Title: Identity table questions
Post by Mugwump101 on Jan 15^th, 2007, 3:31pm

For the group given in the chart at the right find the identity and inverse of each element. As well as evaluate (a@b)@c and (d@d)@a.
(There's a chart....

@ I a I b I c I d I
a I d I a I b I c I
b I a I b I c I d I
c I b I c I d I a I
d I c I d I a I b I

I understand that the identity is b because it reveals the set but I don't understand how to do the rest.

Title: Re: Identity table questions
Post by Icarus on Jan 15^th, 2007, 6:36pm

The identity of a group G is the element e such that e@x = x@e = x for every element x. You are correct that b is the element with this property: b times anything is that thing.

The inverse of an element x is the unique element y such that x@y = y@x = e (the identity). In this case e = b, so for each element of the set, we need to find another element that "multiplies" by it to give b: Note that a@c = c@a = b, d@d = b, and of course b@b = b. So
a^-1 = c,
b^-1 = b,
c^-1 = a,
d^-1 = d.

As for the last, what is a@b? If a@b = x, then (a@b)@c = x@c. So all you have to do is find the value of a@b - which you can read straight from the chart - , then take that value "times" c, and look up that product. The final result is [hide]b[/hide], but try to find it yourself before looking. The same process also finds the value of the other expression: [hide]a[/hide].

FYI, the group you have here is officially called Z₄.

Supplied material »
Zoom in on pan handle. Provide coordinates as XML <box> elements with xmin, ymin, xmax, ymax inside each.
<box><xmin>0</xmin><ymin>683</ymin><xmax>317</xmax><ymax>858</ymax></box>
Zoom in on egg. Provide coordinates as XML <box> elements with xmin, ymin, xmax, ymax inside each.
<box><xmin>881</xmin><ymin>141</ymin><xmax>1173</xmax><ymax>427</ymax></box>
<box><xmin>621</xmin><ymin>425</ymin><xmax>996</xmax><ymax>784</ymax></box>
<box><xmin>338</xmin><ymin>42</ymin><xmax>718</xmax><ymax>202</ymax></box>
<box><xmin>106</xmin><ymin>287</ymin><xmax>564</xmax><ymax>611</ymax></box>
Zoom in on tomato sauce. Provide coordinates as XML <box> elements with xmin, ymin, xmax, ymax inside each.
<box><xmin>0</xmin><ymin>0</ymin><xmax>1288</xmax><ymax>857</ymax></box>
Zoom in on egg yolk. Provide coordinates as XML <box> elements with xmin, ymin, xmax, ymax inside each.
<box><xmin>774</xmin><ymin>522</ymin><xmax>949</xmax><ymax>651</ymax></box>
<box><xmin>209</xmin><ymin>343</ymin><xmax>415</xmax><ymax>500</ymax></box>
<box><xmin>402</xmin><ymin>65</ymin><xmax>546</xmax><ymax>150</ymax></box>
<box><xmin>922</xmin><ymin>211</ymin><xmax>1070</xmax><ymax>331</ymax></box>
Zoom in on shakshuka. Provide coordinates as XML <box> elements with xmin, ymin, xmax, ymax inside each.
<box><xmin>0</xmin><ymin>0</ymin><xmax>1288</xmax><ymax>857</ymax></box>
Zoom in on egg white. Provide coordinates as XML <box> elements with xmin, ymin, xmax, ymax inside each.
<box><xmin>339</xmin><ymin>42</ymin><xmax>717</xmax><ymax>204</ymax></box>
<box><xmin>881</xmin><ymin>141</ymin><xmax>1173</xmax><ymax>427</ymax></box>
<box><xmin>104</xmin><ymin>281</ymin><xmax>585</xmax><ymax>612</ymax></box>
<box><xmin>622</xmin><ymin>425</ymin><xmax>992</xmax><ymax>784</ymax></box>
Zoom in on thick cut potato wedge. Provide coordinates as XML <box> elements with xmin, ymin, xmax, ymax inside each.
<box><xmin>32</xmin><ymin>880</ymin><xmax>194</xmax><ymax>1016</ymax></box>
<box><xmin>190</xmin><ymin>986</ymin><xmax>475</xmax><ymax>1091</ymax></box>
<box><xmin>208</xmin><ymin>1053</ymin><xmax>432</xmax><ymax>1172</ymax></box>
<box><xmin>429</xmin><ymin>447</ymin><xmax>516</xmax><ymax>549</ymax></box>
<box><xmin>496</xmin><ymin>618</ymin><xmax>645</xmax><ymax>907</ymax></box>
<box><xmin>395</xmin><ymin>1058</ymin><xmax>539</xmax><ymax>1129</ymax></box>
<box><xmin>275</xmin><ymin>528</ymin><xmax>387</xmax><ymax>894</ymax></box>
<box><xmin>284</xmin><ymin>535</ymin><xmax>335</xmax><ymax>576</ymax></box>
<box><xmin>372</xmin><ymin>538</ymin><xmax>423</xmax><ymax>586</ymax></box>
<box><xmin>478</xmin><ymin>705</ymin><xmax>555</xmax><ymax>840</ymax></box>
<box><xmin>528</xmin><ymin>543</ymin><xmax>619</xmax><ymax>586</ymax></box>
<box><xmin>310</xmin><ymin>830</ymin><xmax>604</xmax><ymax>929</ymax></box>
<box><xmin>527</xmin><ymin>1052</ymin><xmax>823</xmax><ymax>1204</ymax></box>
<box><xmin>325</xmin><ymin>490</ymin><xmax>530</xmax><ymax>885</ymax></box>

Exercise tasks »
1 – Rewrite the paragraph of the forum thread beginning "The inverse of an element x" more briefly, keeping its main facts.
2 – Reproduce the portion of the forum thread starting with "For the group" and going on through "(There's a chart....".

Answers for the tasks »
1 – The inverse of an element x is the unique element y for which x@y = y@x = e, the identity. Here the identity is b, so each element's inverse is the element that combines with it to give b. Because a@c = c@a = b, d@d = b, and b@b = b, the inverses are a^-1 = c, b^-1 = b, c^-1 = a, and d^-1 = d.

2 –
For the group given in the chart at the right find the identity and inverse of each element. As well as evaluate (a@b)@c and (d@d)@a.
(There's a chart....